Exercise brief. Retype the listing exactly; omit pictures.

====== Information given ======

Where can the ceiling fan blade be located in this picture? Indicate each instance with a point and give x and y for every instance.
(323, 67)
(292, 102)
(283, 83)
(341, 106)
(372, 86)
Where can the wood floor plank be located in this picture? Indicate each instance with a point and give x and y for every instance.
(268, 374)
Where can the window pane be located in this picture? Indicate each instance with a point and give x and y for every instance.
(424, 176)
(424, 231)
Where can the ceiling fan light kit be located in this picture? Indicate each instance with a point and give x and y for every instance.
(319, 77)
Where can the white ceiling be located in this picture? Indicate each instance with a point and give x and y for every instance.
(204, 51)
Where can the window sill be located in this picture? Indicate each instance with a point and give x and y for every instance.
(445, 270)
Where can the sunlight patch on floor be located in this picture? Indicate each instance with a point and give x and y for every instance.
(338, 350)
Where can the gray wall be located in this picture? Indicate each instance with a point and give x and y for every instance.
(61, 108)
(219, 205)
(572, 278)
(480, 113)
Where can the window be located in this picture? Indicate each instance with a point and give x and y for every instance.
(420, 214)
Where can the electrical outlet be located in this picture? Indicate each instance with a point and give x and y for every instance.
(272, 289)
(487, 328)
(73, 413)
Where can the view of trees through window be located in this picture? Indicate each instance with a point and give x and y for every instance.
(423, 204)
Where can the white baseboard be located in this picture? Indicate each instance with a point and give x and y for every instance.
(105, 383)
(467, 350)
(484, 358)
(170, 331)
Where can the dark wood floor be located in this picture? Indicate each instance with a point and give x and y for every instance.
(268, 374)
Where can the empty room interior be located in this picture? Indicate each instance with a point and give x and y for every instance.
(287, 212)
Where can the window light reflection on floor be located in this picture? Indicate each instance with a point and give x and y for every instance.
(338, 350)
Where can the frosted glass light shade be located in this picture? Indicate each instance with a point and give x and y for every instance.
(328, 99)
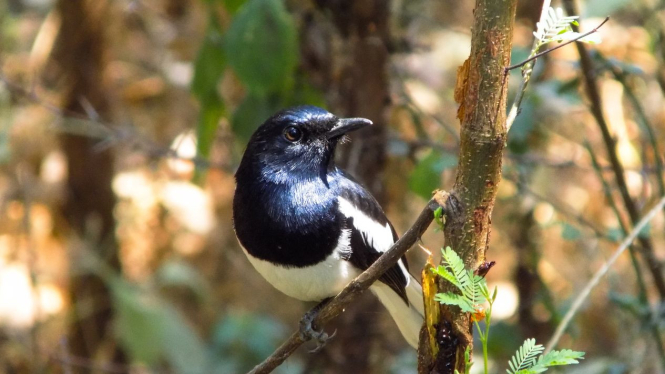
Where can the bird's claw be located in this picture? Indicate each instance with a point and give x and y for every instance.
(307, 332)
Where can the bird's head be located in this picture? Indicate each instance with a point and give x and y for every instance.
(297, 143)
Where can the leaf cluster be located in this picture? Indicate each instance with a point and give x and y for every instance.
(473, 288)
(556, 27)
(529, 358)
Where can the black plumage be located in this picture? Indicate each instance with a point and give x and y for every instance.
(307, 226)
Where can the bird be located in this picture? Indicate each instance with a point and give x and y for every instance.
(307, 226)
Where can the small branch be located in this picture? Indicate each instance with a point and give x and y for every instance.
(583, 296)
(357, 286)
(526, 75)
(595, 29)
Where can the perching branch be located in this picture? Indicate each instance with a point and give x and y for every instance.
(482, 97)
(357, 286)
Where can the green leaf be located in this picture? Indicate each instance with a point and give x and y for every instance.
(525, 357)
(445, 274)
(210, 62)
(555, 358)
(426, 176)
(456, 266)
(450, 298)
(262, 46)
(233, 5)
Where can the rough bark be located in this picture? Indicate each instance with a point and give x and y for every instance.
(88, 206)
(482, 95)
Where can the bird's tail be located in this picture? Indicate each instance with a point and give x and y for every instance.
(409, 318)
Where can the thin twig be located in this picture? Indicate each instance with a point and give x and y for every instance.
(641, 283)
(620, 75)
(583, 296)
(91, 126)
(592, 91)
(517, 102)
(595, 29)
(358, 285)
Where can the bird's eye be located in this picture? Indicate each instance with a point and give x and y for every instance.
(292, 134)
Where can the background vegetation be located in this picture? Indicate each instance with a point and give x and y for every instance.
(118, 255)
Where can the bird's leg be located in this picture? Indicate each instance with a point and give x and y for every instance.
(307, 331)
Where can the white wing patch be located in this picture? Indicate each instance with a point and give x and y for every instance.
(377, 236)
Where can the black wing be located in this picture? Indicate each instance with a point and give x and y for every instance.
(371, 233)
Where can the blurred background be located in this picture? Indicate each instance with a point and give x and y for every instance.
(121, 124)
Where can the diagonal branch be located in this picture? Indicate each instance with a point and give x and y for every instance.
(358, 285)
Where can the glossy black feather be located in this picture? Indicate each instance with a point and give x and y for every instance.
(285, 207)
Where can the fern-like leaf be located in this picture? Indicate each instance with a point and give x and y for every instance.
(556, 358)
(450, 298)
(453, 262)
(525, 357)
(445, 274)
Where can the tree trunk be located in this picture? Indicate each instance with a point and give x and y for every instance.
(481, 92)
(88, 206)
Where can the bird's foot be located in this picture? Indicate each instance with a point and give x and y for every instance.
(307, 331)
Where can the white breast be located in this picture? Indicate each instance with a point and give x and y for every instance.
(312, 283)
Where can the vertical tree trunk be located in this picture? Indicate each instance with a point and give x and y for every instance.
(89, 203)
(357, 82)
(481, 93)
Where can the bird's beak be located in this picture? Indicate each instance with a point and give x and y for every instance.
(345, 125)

======

Response to this exercise.
Where can the ceiling fan blade be located in this picture? Indicate each instance with a point and give x and y for every instance.
(323, 67)
(292, 102)
(283, 83)
(341, 106)
(372, 86)
Where can the wood floor plank be located in this picture? Indicate each instance with a point and give x and y for every instance.
(268, 374)
Where can the window pane be located in this picture? Indicate each instance with a point and give x and y for every instance.
(424, 176)
(424, 231)
Where can the ceiling fan light kit be located in this picture? Indicate each instance with a point and give x and y for every instance.
(319, 77)
Where can the white ceiling be located in this picture? Indicate each instance with a point and give x and y for every instance.
(204, 51)
Where can the window sill be located in this picture? Indicate each instance with a point and give x and y for every instance.
(445, 270)
Where can the sunlight patch on floor be located in this picture? Indicate each instance with a point and give x and y for every instance.
(338, 350)
Where can the gray wall be located in this picture? Indicate each instance with a point and give x and y for every instance.
(61, 108)
(219, 205)
(572, 278)
(480, 113)
Where can the window be located in this picture? Indicate each instance with a point and give x and y for every instance.
(420, 214)
Where can the electrical outlet be located in this picture? Indicate each instance with a point and give x and y for every instance.
(272, 289)
(487, 328)
(73, 413)
Where can the view of trees through window be located in this picture? Indicate each instance with a point and give x and y for every instance.
(423, 204)
Where can the white baseboard be located in this picture? Indicate each instance with a point and give x and y for every instance.
(105, 383)
(467, 350)
(484, 358)
(170, 331)
Where can the dark wood floor be located in this picture? Indicate each instance with a point and give x and y for every instance.
(268, 374)
Where can the empty room interior be located in this picture? Indicate each instance with a point and give x and y for every instance.
(287, 212)
Where can the window light reflection on floor be located in this picture? Indicate each instance with a point and give x and y for every instance.
(338, 350)
Where can the frosted glass light shade be located in this picture? Indicate each instance with a point and give x and y for every instance.
(328, 99)
Where can the bird's claw be located in this picture? Indicate each instance with a point and give x and y for every instance.
(307, 332)
Where can the bird's head be located in this picture? Indicate each instance with a point and give x and y for every instance.
(297, 143)
Where can the leaf cluster be located in this picture? Indicate each instance with a point and give x and y for every instance.
(473, 288)
(556, 27)
(529, 358)
Where can the black plumage be located in this picture? Indicate each instance with a point and give x and y for every instance.
(307, 226)
Where can the bird be located in this picture? Indicate each instance with a point and give x and y for every instance.
(307, 226)
Where can the small branch be located in this picture? Indicate each instance with a point and give x and y for every instance.
(583, 296)
(357, 286)
(526, 75)
(595, 29)
Where can the perching branch be located in this picture? Indicate each instance with a point and give x and y for every instance.
(482, 97)
(357, 286)
Where can the green leaf be located in this picture? Indicate each instance with a point and give x and y for every instance.
(525, 357)
(445, 274)
(210, 62)
(555, 358)
(426, 176)
(456, 266)
(450, 298)
(262, 46)
(233, 5)
Where can the rough bark be located in this picture? Indicate each instance with a point and give x and y for every instance.
(88, 206)
(482, 95)
Where can the bird's tail be located in this picture? Indicate each instance with a point and give x and y for every instance.
(409, 318)
Where can the thin twig be located in this picture? Indicate each instance with a point and give x and y for every instance.
(641, 283)
(620, 75)
(583, 296)
(91, 126)
(592, 91)
(517, 102)
(595, 29)
(358, 285)
Where can the bird's eye be located in this picture? Indicate each instance with a point and give x and y for every instance.
(292, 134)
Where can the background vegetation be located in this picture? Indicate each instance with a point and give x and y for every instance.
(118, 255)
Where can the bird's leg be located in this picture? Indicate each instance with a point and give x and y for every instance.
(307, 331)
Where can the white wing patch be located in this picture? Indicate each instance with a point and give x and y for every instance.
(377, 236)
Where can the black wing be located in this picture? Indicate each instance with a point and give x and y for every instance.
(371, 233)
Where can the blurred background be located in this picture? Indicate each instance with a point and give x and y for every instance.
(121, 124)
Where can the diagonal branch be located in this picture? Indicate each instance with a point and give x and y for every instance.
(358, 285)
Where can the glossy black feather be located in this picture? Indicate each instance with a point and give x and y for every instance.
(285, 207)
Where can the fern-like leaf be located in this picture? Indicate each instance with a point and give x and y for every instance.
(556, 358)
(450, 298)
(453, 262)
(525, 357)
(445, 274)
Where can the tree trunk be located in this picture? Indicate each instance with a point and give x and y for every instance.
(481, 92)
(88, 206)
Where can the bird's foot be located in this picture? Indicate each instance with a point and give x and y for every instance.
(307, 331)
Where can the white breast be located in this picture? Indicate each instance with a point and give x and y for every instance.
(312, 283)
Where can the vertical tree trunk be located in this picture? Indicate each instance with a point and give x and y for every instance.
(89, 203)
(357, 82)
(481, 93)
Where can the bird's beak be located in this picture? Indicate each instance with a point and give x and y for every instance.
(345, 125)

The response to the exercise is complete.